## Try it
Your task is to transcribe the entries below exactly, from their first line down to the line containing "Where can the black jersey", and to stop there.

################

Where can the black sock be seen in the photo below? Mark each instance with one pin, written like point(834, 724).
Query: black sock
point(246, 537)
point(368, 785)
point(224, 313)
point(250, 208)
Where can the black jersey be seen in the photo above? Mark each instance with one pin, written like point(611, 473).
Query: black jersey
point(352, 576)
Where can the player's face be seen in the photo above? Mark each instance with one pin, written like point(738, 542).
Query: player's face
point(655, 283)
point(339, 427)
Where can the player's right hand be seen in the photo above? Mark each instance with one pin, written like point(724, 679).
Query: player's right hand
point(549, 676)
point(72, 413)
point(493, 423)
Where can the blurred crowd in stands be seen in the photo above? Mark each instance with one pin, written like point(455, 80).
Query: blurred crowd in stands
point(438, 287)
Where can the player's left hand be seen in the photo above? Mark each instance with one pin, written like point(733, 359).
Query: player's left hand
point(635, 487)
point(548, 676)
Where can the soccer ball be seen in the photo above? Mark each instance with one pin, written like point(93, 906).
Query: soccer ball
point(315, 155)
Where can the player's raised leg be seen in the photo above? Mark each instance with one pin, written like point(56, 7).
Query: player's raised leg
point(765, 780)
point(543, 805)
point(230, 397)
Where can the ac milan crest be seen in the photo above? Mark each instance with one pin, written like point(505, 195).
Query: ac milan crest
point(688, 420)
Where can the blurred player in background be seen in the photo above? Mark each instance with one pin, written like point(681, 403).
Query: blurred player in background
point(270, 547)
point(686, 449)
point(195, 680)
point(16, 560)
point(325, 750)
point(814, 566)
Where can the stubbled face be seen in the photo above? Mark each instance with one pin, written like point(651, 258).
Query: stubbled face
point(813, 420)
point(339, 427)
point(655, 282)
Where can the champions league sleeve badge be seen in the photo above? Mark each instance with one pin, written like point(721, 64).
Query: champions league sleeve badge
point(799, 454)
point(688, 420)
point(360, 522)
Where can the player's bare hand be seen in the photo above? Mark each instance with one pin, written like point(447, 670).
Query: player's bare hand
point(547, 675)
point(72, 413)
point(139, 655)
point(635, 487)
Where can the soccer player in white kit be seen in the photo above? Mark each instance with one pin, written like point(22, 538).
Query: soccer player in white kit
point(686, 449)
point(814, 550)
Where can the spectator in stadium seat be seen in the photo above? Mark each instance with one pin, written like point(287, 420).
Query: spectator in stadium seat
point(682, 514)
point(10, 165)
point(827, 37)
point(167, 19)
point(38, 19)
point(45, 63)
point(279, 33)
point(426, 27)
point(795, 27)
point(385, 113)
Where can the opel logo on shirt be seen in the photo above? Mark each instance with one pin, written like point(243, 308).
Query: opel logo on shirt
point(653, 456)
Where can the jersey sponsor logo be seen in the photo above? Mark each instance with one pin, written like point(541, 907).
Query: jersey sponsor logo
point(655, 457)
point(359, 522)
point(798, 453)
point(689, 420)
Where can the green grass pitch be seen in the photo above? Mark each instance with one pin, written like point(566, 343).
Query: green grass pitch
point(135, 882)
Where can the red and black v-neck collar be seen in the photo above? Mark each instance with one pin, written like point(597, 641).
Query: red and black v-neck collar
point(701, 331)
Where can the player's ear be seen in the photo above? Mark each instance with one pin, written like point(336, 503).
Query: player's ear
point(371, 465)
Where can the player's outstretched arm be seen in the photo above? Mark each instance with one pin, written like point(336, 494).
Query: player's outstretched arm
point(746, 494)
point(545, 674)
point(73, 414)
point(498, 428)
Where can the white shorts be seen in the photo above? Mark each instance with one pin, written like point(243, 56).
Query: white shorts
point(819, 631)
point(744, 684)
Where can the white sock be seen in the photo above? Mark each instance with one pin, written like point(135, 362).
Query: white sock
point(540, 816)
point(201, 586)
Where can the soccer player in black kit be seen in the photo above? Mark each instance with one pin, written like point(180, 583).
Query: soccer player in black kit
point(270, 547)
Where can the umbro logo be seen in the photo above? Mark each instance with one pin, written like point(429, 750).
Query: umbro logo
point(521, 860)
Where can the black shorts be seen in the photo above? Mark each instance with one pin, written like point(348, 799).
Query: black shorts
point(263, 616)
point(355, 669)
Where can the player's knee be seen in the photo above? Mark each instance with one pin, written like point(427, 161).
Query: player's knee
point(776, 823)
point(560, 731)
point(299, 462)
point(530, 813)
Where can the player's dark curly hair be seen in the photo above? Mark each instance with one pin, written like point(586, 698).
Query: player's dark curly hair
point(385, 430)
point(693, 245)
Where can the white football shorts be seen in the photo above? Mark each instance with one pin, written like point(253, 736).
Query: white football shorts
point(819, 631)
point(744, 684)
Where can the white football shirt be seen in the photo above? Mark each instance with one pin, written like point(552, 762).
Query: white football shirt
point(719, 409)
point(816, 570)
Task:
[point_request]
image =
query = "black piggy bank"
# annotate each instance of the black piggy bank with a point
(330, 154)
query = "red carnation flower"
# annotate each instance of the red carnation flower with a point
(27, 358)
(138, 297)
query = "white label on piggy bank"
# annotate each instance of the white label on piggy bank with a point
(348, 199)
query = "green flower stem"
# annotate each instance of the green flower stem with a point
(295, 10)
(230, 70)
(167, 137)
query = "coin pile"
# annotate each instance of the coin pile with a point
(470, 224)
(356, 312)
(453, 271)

################

## Result for this exercise
Where can the black sock be seen in the photo below? Mark each instance with one pin, written like point(834, 724).
Query: black sock
point(246, 537)
point(368, 785)
point(224, 313)
point(250, 208)
Where can the black jersey be seen in the photo above? Mark each instance with one pin, written like point(611, 473).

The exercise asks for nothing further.